§ EXERCISE
For each line below that includes the word "then", make a copy.

═════ GIVEN DATA ═════

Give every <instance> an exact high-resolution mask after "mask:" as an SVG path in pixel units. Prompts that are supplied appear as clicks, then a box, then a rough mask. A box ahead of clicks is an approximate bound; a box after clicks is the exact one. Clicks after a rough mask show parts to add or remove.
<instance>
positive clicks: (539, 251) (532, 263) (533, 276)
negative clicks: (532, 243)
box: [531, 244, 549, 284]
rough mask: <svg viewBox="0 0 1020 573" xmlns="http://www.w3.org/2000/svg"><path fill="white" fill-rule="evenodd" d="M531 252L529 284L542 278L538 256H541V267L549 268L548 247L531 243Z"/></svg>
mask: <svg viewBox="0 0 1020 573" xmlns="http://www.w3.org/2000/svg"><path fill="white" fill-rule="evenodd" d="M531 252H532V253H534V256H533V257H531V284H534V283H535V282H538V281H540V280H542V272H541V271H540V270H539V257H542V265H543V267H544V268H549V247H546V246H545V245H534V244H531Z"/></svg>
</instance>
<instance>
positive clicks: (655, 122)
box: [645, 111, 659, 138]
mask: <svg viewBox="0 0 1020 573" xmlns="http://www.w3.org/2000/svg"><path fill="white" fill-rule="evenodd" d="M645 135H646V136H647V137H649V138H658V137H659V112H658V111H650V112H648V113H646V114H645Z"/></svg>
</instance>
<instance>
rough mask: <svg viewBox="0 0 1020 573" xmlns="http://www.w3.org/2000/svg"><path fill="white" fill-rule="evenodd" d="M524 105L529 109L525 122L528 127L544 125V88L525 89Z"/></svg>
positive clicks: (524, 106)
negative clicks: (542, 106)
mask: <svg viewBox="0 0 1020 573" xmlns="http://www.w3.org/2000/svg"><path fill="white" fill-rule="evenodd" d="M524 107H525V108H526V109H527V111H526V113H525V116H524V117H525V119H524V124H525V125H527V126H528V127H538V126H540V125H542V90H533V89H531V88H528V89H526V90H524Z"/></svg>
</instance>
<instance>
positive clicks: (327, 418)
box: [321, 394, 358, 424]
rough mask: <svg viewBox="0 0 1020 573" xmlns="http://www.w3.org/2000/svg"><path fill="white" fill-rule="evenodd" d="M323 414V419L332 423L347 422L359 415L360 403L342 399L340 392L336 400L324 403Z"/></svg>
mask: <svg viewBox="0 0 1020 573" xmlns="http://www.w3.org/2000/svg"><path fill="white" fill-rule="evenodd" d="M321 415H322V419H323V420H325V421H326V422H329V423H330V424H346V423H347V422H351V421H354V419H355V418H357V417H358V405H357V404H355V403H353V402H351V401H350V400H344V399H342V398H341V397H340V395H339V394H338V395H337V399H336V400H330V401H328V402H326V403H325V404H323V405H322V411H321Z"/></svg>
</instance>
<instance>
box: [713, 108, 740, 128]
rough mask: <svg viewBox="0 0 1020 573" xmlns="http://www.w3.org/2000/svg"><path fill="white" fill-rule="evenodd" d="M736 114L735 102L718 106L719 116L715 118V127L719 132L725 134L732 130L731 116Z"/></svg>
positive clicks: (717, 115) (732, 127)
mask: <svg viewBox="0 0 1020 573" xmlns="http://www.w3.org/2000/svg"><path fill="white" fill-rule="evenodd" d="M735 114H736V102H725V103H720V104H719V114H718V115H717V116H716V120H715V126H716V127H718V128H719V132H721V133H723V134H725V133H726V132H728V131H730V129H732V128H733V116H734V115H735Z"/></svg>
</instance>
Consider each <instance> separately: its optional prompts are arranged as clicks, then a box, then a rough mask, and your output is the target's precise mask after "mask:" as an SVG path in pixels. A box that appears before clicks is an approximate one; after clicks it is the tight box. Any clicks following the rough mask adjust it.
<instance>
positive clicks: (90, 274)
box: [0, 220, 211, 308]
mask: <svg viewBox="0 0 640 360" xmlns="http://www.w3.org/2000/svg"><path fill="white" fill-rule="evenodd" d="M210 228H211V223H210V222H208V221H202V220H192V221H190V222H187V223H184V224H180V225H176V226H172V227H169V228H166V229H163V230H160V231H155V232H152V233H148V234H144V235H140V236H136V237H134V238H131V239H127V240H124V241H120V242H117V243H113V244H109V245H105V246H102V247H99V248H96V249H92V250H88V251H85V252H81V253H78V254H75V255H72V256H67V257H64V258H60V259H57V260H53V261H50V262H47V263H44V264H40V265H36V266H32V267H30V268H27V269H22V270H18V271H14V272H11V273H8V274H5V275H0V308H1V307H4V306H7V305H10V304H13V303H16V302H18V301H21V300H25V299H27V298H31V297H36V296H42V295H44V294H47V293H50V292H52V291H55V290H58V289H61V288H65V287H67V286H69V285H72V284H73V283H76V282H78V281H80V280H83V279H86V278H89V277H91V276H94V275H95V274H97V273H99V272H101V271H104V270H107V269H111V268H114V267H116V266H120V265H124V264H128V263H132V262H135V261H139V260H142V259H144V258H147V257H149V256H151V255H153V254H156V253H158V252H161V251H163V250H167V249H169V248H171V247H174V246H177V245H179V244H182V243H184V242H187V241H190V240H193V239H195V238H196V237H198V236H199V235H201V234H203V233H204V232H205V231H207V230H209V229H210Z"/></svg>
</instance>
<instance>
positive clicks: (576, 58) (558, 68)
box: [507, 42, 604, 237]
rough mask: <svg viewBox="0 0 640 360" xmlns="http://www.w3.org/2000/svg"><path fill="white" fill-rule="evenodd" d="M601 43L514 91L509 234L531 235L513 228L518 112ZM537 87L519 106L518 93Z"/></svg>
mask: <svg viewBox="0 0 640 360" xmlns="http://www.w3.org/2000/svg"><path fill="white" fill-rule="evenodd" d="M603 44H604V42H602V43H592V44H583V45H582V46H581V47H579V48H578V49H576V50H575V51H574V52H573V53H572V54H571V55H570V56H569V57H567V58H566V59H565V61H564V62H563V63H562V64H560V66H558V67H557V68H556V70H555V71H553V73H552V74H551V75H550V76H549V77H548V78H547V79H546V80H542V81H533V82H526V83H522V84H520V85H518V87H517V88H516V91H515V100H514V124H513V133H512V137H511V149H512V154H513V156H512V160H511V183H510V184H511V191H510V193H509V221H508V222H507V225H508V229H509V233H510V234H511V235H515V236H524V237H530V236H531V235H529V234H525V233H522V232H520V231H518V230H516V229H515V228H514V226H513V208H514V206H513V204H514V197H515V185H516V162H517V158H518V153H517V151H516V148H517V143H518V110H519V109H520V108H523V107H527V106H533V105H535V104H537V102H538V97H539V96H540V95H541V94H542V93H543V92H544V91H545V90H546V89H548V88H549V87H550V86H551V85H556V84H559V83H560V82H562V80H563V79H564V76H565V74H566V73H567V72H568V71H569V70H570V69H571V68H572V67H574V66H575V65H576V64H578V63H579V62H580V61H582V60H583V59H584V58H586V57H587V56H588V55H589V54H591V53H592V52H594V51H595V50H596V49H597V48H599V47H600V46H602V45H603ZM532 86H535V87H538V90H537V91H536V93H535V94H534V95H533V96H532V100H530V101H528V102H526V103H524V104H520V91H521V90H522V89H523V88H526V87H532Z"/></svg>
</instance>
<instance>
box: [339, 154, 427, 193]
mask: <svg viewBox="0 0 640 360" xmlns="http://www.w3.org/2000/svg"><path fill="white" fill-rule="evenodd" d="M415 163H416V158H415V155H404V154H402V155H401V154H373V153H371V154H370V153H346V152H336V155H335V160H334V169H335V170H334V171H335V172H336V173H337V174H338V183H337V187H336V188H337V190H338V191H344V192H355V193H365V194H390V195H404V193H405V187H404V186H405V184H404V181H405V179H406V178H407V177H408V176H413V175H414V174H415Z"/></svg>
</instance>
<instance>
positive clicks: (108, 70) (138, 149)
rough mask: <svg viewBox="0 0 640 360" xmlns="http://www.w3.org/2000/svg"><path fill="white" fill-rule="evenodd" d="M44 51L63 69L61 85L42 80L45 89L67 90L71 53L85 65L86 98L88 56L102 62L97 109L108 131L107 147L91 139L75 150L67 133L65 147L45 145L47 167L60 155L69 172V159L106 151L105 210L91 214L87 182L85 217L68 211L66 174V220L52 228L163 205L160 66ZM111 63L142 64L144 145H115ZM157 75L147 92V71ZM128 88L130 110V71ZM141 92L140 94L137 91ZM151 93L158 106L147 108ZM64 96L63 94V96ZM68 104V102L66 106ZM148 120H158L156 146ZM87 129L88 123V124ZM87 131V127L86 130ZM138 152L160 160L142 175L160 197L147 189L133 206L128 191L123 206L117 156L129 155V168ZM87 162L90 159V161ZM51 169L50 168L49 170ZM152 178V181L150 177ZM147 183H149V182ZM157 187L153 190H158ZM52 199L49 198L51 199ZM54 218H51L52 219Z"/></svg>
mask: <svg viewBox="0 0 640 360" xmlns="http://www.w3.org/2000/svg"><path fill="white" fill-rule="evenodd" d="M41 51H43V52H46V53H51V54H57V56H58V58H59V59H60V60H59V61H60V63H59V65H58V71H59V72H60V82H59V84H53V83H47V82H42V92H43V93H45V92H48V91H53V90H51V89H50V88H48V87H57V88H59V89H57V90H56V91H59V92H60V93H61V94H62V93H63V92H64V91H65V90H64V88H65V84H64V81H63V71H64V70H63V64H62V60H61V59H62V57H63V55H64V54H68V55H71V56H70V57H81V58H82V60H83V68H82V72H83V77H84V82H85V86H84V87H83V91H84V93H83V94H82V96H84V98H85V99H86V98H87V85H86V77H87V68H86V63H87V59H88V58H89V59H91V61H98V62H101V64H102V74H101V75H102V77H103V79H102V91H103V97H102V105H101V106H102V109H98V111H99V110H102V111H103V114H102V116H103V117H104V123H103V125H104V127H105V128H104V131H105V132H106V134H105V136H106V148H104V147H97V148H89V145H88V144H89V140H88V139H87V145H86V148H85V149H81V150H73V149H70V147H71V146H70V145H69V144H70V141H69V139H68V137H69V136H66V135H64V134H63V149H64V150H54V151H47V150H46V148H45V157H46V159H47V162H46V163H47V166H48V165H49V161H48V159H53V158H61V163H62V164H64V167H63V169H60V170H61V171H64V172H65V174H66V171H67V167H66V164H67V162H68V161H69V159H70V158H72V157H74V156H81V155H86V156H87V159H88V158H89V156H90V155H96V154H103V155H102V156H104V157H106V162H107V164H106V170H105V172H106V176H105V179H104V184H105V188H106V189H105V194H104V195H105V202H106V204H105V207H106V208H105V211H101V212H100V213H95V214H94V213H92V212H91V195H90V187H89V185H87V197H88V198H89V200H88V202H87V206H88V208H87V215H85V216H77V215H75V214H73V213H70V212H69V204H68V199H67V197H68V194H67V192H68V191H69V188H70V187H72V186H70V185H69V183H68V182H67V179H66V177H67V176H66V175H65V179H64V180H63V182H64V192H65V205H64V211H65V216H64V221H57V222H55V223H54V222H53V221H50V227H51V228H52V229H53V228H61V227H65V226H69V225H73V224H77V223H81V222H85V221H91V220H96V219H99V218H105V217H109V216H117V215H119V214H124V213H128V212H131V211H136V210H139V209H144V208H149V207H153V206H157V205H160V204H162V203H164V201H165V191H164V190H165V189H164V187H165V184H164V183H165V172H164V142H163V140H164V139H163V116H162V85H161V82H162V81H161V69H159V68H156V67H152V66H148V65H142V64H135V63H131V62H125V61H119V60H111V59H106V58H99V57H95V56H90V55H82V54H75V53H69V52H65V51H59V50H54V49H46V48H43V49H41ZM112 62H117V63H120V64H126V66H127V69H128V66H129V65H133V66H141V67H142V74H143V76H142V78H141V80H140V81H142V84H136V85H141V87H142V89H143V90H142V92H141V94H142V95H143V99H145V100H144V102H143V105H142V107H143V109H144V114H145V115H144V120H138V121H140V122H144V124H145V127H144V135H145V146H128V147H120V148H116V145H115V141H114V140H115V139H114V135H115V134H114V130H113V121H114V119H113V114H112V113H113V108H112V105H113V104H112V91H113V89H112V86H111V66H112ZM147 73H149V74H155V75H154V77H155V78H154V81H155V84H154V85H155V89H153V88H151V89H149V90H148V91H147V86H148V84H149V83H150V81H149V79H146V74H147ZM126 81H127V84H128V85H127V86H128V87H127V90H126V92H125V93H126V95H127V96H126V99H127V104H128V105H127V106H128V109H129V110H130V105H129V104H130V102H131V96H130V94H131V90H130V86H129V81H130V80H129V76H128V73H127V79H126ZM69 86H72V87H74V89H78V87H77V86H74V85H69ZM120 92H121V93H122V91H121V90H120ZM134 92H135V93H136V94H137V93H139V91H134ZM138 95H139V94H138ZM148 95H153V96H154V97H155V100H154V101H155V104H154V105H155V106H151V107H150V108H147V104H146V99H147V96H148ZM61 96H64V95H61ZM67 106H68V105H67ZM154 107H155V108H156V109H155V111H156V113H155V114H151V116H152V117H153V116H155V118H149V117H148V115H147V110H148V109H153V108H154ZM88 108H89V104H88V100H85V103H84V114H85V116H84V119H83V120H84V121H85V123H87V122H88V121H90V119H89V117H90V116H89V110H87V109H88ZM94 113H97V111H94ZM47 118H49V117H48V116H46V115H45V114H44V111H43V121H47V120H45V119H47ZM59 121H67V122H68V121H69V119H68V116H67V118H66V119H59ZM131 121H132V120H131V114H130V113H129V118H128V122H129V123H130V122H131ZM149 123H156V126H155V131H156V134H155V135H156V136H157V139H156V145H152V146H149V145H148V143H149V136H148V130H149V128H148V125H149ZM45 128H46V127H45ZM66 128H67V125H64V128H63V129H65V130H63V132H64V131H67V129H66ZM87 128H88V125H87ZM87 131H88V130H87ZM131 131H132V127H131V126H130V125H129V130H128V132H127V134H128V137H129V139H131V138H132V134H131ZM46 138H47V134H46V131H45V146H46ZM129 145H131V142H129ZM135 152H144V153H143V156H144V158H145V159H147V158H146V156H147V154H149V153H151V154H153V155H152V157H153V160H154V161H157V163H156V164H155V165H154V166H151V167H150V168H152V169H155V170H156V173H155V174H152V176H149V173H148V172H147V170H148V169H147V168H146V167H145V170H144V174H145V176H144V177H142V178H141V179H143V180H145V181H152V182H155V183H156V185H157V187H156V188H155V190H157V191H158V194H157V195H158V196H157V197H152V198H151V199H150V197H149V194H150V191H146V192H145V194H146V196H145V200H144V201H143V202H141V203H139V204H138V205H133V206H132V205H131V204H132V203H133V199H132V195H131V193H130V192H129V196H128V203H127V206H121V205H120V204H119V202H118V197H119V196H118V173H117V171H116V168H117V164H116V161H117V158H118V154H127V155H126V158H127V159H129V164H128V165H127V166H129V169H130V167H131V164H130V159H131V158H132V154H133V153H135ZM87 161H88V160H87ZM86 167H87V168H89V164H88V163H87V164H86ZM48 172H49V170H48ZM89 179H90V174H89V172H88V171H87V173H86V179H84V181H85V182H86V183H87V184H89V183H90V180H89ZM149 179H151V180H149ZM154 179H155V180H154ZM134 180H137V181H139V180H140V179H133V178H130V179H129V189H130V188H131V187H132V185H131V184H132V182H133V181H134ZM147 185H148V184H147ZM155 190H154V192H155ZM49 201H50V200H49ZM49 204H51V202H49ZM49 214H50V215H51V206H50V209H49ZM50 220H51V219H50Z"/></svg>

═════

§ EXPECTED ANSWER
Give every <instance> an exact high-resolution mask after "mask:" as an SVG path in pixel units. Prompts that are supplied appear as clicks, then a box, then a rough mask. A box ahead of clicks is an approximate bound; a box after clicks is the exact one. Clicks after a rough mask show parts to add or remove.
Consider each <instance> separately: its optional prompts are arranged as clicks, then a box, then a rough mask, and your output is the target's precise mask after "mask:" as an SVG path in pixels. A box that appears before clicks is an approximate one; after clicks it is the tight box. Any clicks following the rough mask adjust it.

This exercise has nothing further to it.